**YOUR OBJECTIVE:** In the passage below criticizing Dawkins's views on religion, what does the writer call today's religion?

**DOCUMENT SEGMENT:**

**********

One might add that the holocaust emanated from “European scientific and rational civilisation”, indeed from that epochs principal inheritor (Germany was the capital of science prior to the United States) and leading exponent of rational civilisation and its self-proclaimed protector. This was, the Nazi’s argued, the first Western secular crusade against barbarism. Crusades, of whatever sought, are always justified as a defence against barbarism but themselves are acts of great barbarity.

Dawkins offers us a solution to the problem of terrorism. He suggests, “my own constructive suggestion is that we should listen to and support those brave former Muslims who have renounced their faith altogether”. Note the underlying assumption, which is assumed without recourse to evidence or rational exposition: international terrorism must be an Islamic preserve, certainly not engaged in by the rational, reasoned Kantian civilisation of the West. So it follows by logic that the proper response to the problem of international terrorism is to convert Muslims or to provide a sort of self-help service for conversion. Given that conversion to the two other Abrahamic religions is not a serious option this leaves us with the option of converting Muslims to reason and rationality. This is to presuppose then, it immediately follows, that Muslims are irrational beings in need of conversion like some previous irrational beings that were once converted with great vigour as readers from Australia and the Western hemisphere would be well aware of. For the Dawkins argument in regards to religion to make sense we must suppose that the September 11 atrocities occurred because of an inherent feature of the religion practised by the killers in this case Islam. If it cannot be shown via a reading of the Koran that terrorism is an inherent feature of Islam then we must look at the motives of the killers themselves thus rendering the Dawkins thesis invalid.

Dawkins, by way of conclusion, states quite revealingly that, “I agree with Steve Grand that an appropriate response to the current atrocity would be for us all to stop being so damned respectful”. So according to Dawkins the US was never condemned by the world court for international terrorism and aggression against Nicaragua it was busy being so damned respectful. If this is “rationalism” then what is irrationalism? If this is “reason” then what is blind faith? The reader will instantly recognise that the Dawkins argument essentially rests on little other than dogmatic supposition much like the Abrahamic religions. It cannot help but do so given the historical record. One ought to hesitate in using the word “religion”. Religion, it could be argued, is ideology. For both religion and ideology served and serve to provide the “necessary illusions” required of all hierarchical societies. Today’s religion is patriotism. If that’s the case then today’s great patriots are our age’s high priests. It should also be mentioned that the ruling classes are not patriots or nationalists themselves. Nationalism is a tool of population control; the ruling classes can be quite unpatriotic if it is in their interests.

Given that today power is not invested among the few with a hotline to God to criticise religion is interesting as far as it goes but not of much worth. Power has moved on, so should critique. Dawkins has yet to follow. The case of Nicaragua and Central America is instructive. Many priests and bishops were at the forefront of resistance to Western sponsored atrocities. Dawkins should remember that they gave their lives defending, completely unarmed, some of the most powerless and poorest people on Earth from institutions that he, by implication, alleges are the best ever to have existed on the face of the Earth. This includes the “school of the America’s” a US military institution that trained the killers of unarmed clerics. This all serves to demonstrate a simple truth that Dawkins cannot grasp. Religion is not inherently evil. Good and bad have come from it. What matters is toward what end religion is being used by human agents much like technology.

**********

**DATASET:**
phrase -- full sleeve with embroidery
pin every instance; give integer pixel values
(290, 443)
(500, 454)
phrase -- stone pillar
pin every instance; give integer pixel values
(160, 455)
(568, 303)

**********

**TASK SOLUTION:** Patriotism.